## begin RECORD SET
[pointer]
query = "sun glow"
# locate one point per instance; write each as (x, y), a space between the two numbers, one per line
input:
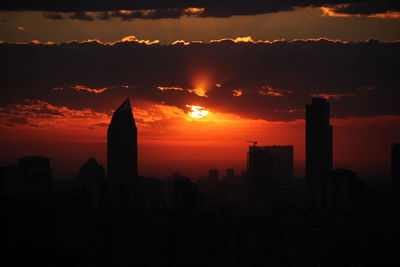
(197, 112)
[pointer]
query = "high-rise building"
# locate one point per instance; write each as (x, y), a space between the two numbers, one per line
(345, 193)
(122, 165)
(395, 158)
(230, 174)
(270, 164)
(213, 175)
(30, 180)
(269, 169)
(93, 183)
(318, 148)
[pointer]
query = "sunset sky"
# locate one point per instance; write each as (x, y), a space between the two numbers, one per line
(248, 68)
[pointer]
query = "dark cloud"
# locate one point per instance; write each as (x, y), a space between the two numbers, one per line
(267, 80)
(53, 15)
(178, 8)
(81, 16)
(368, 8)
(19, 120)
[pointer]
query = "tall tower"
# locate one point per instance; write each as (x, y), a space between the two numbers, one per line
(395, 158)
(122, 166)
(318, 149)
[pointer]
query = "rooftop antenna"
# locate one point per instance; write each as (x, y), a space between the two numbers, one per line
(254, 142)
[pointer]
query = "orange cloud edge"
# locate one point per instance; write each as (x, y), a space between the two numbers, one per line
(241, 39)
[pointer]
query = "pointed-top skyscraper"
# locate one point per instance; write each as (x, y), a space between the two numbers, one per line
(122, 166)
(318, 148)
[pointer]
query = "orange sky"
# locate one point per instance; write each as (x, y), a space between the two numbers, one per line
(58, 106)
(170, 140)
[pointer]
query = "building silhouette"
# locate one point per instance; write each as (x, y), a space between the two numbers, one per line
(213, 175)
(230, 174)
(92, 180)
(318, 149)
(122, 166)
(268, 168)
(29, 181)
(395, 169)
(345, 193)
(270, 163)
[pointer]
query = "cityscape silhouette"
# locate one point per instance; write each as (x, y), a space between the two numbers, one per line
(200, 133)
(264, 216)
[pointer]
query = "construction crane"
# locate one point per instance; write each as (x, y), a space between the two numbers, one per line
(254, 142)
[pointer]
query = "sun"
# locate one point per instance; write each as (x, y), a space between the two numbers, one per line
(197, 112)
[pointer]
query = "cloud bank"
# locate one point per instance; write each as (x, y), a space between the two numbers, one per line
(156, 9)
(259, 80)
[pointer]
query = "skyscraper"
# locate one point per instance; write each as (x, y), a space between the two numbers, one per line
(270, 163)
(395, 157)
(122, 166)
(318, 148)
(268, 169)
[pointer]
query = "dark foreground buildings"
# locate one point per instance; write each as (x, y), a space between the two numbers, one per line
(209, 222)
(122, 161)
(318, 148)
(395, 166)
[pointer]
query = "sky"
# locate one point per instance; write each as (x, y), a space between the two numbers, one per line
(251, 66)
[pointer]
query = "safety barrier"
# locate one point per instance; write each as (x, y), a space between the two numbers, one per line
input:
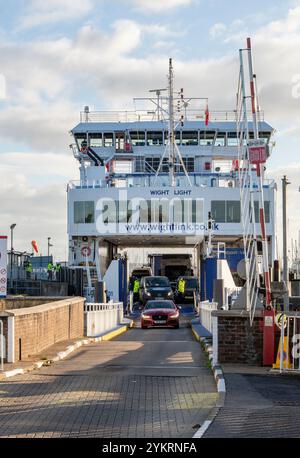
(100, 318)
(2, 341)
(205, 310)
(290, 342)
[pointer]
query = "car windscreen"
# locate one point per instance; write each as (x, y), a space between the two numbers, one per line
(157, 281)
(159, 305)
(191, 283)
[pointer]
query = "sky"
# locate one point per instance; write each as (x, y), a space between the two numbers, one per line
(60, 55)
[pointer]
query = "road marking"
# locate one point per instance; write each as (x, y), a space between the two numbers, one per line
(202, 430)
(157, 367)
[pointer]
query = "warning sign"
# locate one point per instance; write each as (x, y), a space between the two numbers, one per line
(257, 152)
(3, 266)
(279, 319)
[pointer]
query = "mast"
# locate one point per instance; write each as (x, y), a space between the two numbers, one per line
(172, 150)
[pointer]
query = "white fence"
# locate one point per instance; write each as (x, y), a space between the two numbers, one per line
(290, 342)
(205, 310)
(2, 345)
(100, 318)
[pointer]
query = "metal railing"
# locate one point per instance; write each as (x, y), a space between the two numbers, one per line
(145, 180)
(144, 115)
(290, 342)
(205, 310)
(100, 318)
(2, 345)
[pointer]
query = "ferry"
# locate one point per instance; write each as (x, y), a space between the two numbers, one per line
(165, 177)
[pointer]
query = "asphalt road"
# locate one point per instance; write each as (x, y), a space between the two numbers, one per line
(258, 406)
(145, 383)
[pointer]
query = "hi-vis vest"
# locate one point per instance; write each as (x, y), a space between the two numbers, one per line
(181, 286)
(136, 286)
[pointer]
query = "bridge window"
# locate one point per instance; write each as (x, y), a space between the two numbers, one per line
(226, 211)
(154, 138)
(207, 138)
(145, 211)
(152, 164)
(197, 211)
(265, 136)
(177, 134)
(109, 211)
(108, 139)
(218, 211)
(189, 163)
(160, 211)
(139, 164)
(84, 212)
(267, 211)
(232, 139)
(221, 139)
(138, 138)
(189, 138)
(178, 216)
(233, 211)
(79, 138)
(95, 140)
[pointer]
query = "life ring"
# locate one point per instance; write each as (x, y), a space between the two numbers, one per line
(86, 251)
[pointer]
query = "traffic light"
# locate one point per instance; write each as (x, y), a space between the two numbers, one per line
(209, 221)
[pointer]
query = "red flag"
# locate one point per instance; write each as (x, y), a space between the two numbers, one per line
(206, 115)
(35, 246)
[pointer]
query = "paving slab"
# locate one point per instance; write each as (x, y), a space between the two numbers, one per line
(152, 383)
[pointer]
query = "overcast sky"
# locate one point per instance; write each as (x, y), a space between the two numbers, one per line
(57, 56)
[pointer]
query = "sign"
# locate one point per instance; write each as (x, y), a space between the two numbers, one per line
(3, 266)
(268, 321)
(257, 153)
(279, 318)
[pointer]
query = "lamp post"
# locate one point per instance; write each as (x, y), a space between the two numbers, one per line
(285, 183)
(11, 251)
(49, 246)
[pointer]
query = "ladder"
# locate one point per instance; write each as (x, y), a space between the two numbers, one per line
(251, 188)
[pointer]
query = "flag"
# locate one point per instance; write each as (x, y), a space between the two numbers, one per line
(206, 115)
(35, 246)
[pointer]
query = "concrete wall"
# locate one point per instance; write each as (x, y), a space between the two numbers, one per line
(39, 327)
(17, 302)
(237, 341)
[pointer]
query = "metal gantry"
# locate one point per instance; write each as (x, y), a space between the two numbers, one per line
(251, 176)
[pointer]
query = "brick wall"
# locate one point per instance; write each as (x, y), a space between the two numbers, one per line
(39, 327)
(5, 326)
(238, 342)
(17, 302)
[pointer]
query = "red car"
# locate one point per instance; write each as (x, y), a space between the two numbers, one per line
(160, 313)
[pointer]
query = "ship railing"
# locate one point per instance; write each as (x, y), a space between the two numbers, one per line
(141, 116)
(289, 344)
(202, 180)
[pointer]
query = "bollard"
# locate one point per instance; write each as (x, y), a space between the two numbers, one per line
(268, 337)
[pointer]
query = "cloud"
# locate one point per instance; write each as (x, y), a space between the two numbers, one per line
(157, 6)
(292, 171)
(34, 187)
(41, 12)
(49, 80)
(2, 87)
(217, 30)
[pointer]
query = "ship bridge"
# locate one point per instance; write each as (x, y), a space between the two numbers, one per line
(166, 178)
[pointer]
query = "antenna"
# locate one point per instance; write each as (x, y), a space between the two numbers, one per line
(159, 107)
(171, 148)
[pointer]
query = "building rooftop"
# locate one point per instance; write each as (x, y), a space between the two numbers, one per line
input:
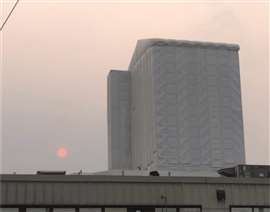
(144, 44)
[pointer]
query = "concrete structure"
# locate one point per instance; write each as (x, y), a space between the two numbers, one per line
(185, 110)
(119, 120)
(125, 194)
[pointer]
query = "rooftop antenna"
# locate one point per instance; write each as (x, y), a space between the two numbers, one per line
(2, 27)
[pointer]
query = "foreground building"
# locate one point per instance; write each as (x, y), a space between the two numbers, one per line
(178, 107)
(79, 193)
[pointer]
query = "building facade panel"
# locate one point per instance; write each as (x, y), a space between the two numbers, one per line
(119, 150)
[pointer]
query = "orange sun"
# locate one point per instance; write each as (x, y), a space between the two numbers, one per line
(61, 152)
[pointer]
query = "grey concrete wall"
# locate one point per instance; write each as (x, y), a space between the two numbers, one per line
(186, 106)
(143, 140)
(119, 155)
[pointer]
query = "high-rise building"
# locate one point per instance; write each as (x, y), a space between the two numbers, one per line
(178, 107)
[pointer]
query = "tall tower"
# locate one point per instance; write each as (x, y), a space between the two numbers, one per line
(185, 111)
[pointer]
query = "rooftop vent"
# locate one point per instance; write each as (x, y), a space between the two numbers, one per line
(251, 171)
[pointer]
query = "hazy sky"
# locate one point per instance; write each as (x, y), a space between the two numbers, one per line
(55, 57)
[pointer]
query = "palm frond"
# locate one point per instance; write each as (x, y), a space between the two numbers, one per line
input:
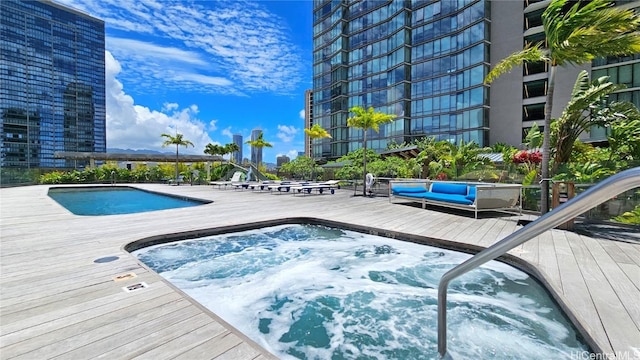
(589, 30)
(529, 54)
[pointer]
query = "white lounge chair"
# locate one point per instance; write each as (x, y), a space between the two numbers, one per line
(321, 188)
(236, 178)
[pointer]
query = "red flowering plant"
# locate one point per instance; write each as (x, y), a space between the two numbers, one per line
(441, 176)
(529, 160)
(526, 157)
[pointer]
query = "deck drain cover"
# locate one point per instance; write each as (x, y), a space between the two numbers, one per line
(106, 259)
(126, 276)
(134, 287)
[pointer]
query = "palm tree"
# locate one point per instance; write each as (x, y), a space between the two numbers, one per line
(365, 120)
(576, 33)
(587, 107)
(259, 143)
(230, 149)
(177, 140)
(316, 132)
(214, 149)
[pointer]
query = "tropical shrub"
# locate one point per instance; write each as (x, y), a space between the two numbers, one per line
(629, 217)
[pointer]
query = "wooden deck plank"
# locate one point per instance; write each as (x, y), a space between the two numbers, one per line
(182, 309)
(159, 337)
(633, 273)
(572, 281)
(66, 303)
(26, 340)
(176, 346)
(50, 251)
(547, 260)
(619, 327)
(627, 293)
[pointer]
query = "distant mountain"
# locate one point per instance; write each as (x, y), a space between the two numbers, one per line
(131, 151)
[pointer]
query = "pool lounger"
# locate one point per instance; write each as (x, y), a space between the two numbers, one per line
(283, 187)
(308, 189)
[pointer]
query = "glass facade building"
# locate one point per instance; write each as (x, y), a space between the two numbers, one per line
(52, 84)
(423, 61)
(237, 156)
(256, 152)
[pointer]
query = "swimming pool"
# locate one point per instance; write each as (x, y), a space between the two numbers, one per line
(112, 200)
(314, 292)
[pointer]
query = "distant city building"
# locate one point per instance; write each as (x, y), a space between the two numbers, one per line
(282, 159)
(425, 62)
(256, 153)
(237, 156)
(308, 122)
(52, 82)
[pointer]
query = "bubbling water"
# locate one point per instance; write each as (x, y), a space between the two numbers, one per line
(313, 292)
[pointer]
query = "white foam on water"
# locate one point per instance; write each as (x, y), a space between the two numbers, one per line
(362, 296)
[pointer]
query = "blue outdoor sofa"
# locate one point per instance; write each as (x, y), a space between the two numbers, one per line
## end RECORD SET
## DIRECTIVE
Please pull out every line of the rows above that contains the word "road" and copy each one in full. Treat uppercase and lowercase as different when matching.

## FINAL RESULT
query = "road marking"
query = "asphalt road"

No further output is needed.